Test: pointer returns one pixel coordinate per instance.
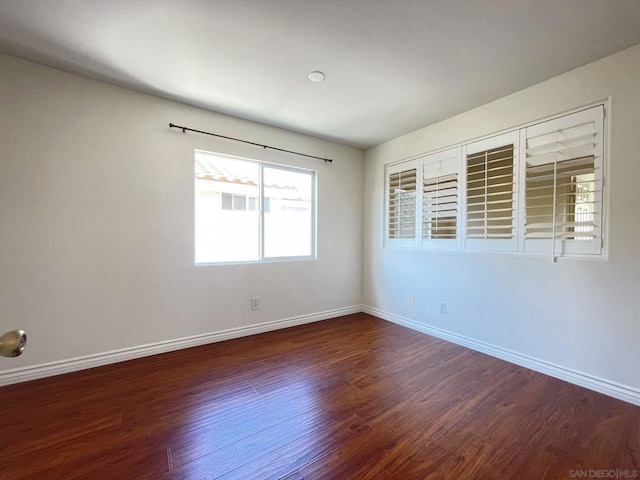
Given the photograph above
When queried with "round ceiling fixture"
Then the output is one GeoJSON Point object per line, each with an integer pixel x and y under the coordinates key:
{"type": "Point", "coordinates": [316, 76]}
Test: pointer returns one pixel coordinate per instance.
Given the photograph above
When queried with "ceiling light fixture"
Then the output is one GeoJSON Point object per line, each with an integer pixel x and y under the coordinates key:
{"type": "Point", "coordinates": [316, 76]}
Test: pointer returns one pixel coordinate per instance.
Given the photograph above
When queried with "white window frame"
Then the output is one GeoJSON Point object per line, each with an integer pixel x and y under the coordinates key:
{"type": "Point", "coordinates": [568, 248]}
{"type": "Point", "coordinates": [560, 247]}
{"type": "Point", "coordinates": [444, 163]}
{"type": "Point", "coordinates": [392, 170]}
{"type": "Point", "coordinates": [494, 244]}
{"type": "Point", "coordinates": [261, 211]}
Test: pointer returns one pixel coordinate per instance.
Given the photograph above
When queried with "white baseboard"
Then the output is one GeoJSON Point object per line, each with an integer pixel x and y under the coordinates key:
{"type": "Point", "coordinates": [600, 385]}
{"type": "Point", "coordinates": [24, 374]}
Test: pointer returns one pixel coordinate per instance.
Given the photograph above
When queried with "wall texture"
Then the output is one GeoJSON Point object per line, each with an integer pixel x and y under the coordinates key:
{"type": "Point", "coordinates": [575, 316]}
{"type": "Point", "coordinates": [96, 222]}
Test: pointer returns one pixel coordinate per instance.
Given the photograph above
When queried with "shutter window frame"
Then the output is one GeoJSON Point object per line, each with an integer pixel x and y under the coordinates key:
{"type": "Point", "coordinates": [441, 195]}
{"type": "Point", "coordinates": [402, 205]}
{"type": "Point", "coordinates": [491, 186]}
{"type": "Point", "coordinates": [562, 167]}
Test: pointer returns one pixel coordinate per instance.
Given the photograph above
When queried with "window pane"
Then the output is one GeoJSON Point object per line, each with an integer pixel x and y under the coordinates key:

* **Task objective**
Ignore the images and quote every line of the listing exactly.

* **Response below**
Test: pointer returns one pixel coordinate per instance.
Given the photograph above
When queried with "round ceiling fixture"
Then the output is one GeoJSON Point object per line, each with an integer pixel x and y under the coordinates key:
{"type": "Point", "coordinates": [316, 76]}
Test: pointer returns one pixel coordinate per instance.
Given the photograph above
When queried with "ceiling light fixture"
Then the output is one GeoJSON Point object per line, each with an integer pixel x and y under the coordinates key:
{"type": "Point", "coordinates": [316, 76]}
Test: pointer returns one pixel coordinate per instance.
Given the photograph above
When queried with "white window frame"
Then the output is one GeoJSON Point object per line, each with an integer pixel x and y under the coordinates key:
{"type": "Point", "coordinates": [568, 248]}
{"type": "Point", "coordinates": [560, 247]}
{"type": "Point", "coordinates": [444, 163]}
{"type": "Point", "coordinates": [392, 170]}
{"type": "Point", "coordinates": [494, 244]}
{"type": "Point", "coordinates": [261, 211]}
Test: pointer returns one pixel coordinate per instance.
Given the photograph above
When queried with "white baseboard"
Then the output is one GeoJSON Point object per line, each with an integer pixel x and y under the coordinates key:
{"type": "Point", "coordinates": [600, 385]}
{"type": "Point", "coordinates": [24, 374]}
Test: pointer returns one pixel coordinate per instance.
Given the photograph above
When queried with "wall texture"
Then the output is one GeoJSON Point object per line, each with an integer pixel x and y under the coordinates key:
{"type": "Point", "coordinates": [575, 316]}
{"type": "Point", "coordinates": [96, 222]}
Test: pointer returns one pixel coordinate per instance.
Given the photograph above
When queried with "shutter window frame"
Then the output is one GeoJSON Point object per line, each with an integer pixel x and y under the coordinates key:
{"type": "Point", "coordinates": [441, 195]}
{"type": "Point", "coordinates": [402, 205]}
{"type": "Point", "coordinates": [491, 186]}
{"type": "Point", "coordinates": [562, 167]}
Test: pointer returns one pixel coordinate per instance.
Given the photograph above
When queried with "window pane"
Then the output is one GeoJSON Point object per line, each with an integer pixel x and y under the coordinates key:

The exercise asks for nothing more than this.